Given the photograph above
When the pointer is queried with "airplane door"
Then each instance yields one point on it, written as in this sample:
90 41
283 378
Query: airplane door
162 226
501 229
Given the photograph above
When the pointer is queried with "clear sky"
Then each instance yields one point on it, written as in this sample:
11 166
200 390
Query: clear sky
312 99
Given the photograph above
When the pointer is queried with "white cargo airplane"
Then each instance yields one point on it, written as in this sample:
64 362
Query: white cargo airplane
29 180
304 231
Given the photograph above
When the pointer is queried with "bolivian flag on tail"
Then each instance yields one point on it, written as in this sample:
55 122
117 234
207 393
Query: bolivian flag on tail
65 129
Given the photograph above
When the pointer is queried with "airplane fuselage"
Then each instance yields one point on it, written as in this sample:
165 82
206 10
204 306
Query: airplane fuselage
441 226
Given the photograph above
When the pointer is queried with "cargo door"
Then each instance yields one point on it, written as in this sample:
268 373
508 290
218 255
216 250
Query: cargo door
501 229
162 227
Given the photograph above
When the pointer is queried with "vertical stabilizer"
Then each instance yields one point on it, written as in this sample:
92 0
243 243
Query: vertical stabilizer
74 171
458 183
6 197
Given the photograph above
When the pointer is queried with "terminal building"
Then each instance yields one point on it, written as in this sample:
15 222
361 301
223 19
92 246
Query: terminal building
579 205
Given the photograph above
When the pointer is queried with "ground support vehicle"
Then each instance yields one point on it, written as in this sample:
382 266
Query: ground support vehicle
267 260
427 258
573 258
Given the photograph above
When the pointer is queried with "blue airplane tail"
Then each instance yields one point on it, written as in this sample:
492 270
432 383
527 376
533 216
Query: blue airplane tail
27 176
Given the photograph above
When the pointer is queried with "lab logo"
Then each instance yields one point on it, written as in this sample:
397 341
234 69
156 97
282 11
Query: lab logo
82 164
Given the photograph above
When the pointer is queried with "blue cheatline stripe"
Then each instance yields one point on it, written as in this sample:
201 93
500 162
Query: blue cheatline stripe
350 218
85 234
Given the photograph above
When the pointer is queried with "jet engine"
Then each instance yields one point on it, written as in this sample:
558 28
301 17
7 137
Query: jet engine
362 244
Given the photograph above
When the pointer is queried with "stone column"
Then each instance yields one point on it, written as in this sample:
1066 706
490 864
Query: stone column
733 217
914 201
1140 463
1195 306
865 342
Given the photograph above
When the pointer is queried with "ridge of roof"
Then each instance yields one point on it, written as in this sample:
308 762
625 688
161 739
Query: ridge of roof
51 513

▶ What you need to do:
Write down all of the listing exactly.

▶ Output below:
Given the photograph above
When the pointer is queried with "airplane door"
Then each instance yields one point on it, written as in this sample:
90 41
283 378
Query: airplane door
162 226
501 229
Given the photograph above
When the pointer is queried with "clear sky"
Then each instance yields one point on it, written as in this sample:
11 166
200 390
Query: clear sky
312 99
Given the photograph above
When the pointer is queried with "white cargo airplane"
Then each instance yields one point on it, written as in this sample:
64 362
Query: white cargo airplane
29 180
304 231
Given the photograph above
When the pointer is queried with "bolivian flag on tail"
Then each instance yields one point on it, written as in this sample:
55 122
117 234
207 393
Query: bolivian flag on tail
65 129
Given the photograph above
When the pointer is queried with "airplane fuselage"
Then each instance yields one point on it, written as in this sample:
165 82
206 10
204 306
Query: airplane fuselage
441 226
Given the photograph above
When the pointer is queried with "cargo door"
Then each instance yields one point on it, written as in this sample:
268 373
508 290
218 255
216 250
Query: cargo door
501 229
162 227
Given the photograph above
When the pointer is queried with "vertical stabilizer"
Then each instance yields one point on it, written as in this sample:
92 0
243 243
Query: vertical stabilizer
74 171
458 183
6 197
Given the photograph above
When the pointer is queried with "terminal building"
Then each instance yields one point on it, written as in this sample:
15 222
361 301
223 19
92 246
Query: terminal building
579 205
Given the photograph above
When the pointer is queried with "ground support vehicle"
Then each instance yields one point on it, written as in this sample:
382 266
Query: ground support vehicle
267 260
427 258
573 258
Given the photograph above
When the pointer is queried with "blue airplane tail"
Then each instance yields one point on it, written as in this sample:
492 270
432 383
527 376
533 216
Query: blue airplane tail
27 176
Given the photograph above
When the pointer is queried with "lab logo"
Then each instance yields one point on it, written as in this sample:
397 341
234 69
156 97
282 11
Query: lab logo
82 164
Given the photograph above
When the pointer is queried with "blue cheatline stripe"
Then each instance yields one point on it, written as in this sample:
201 93
500 162
Query: blue cheatline stripe
350 218
85 234
Given the photograph above
When the pointer is queried with "jet engine"
Then each instance yields one point on it, written as in this sample:
558 28
301 17
7 137
Query: jet engine
362 244
Given the photograph above
When the pointer is queried with "stone column"
Then each instance yields one point on it, written as in this sample:
1066 706
490 864
Query: stone column
733 217
914 201
1140 463
1195 306
865 342
Given the photograph above
When the pointer is queried with "ridge of roof"
Then each instance yields one point on it, written as in this sample:
308 762
625 688
161 739
Query: ridge of roof
51 513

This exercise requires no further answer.